■ **BRIEF**
Tally the lines in the items below that contain the string "rocket", treating uppercase and lowercase letters as distinct. Reply with the number alone.
>>>>>
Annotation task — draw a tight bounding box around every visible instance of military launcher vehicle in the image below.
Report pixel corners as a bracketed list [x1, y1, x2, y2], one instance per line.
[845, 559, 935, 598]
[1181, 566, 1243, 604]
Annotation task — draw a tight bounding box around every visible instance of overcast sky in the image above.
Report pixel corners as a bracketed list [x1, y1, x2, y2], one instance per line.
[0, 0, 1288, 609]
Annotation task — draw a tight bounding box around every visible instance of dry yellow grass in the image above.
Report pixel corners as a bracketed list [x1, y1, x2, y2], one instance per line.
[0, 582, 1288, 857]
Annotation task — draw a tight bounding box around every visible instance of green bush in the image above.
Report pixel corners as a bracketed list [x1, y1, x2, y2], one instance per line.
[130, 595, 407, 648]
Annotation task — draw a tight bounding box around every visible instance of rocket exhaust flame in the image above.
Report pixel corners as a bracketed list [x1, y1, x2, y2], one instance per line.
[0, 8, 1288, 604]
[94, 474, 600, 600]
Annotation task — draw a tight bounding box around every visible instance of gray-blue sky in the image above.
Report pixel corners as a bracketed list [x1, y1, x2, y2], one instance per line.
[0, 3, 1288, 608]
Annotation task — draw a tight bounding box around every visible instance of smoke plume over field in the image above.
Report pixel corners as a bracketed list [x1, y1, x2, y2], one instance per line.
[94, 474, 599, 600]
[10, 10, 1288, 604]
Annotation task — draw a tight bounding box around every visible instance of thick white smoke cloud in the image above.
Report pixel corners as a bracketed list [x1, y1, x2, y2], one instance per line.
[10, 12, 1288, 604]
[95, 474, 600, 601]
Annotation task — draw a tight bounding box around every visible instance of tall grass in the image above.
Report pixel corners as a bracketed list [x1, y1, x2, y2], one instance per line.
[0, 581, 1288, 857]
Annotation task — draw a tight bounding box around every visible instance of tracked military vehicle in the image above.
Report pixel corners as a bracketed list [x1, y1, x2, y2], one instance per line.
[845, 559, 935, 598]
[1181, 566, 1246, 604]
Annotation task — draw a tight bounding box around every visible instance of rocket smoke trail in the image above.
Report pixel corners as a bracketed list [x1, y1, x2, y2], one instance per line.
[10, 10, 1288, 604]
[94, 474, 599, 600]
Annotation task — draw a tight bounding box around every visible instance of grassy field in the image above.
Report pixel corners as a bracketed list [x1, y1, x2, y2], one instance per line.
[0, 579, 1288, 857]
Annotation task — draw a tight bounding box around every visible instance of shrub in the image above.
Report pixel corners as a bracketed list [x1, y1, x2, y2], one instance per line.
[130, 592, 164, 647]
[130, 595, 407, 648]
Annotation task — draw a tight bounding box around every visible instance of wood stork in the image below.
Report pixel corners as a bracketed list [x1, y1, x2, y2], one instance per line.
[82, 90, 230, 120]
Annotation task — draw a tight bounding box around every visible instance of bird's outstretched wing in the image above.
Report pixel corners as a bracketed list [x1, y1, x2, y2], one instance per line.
<<<<<
■ **EXPECTED OUTPUT**
2